*** Extracted material ***
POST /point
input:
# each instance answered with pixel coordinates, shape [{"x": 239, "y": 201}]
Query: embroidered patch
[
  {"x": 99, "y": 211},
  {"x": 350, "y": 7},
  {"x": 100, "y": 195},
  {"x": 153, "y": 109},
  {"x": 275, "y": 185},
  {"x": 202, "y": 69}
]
***
* [Task goal]: Repeat the data in full, matching each line exactly.

* [Finished task]:
POST /point
input:
# each instance answered with pixel coordinates, shape [{"x": 239, "y": 201}]
Query: embroidered patch
[
  {"x": 99, "y": 211},
  {"x": 350, "y": 7},
  {"x": 100, "y": 195},
  {"x": 153, "y": 109},
  {"x": 275, "y": 185},
  {"x": 202, "y": 69}
]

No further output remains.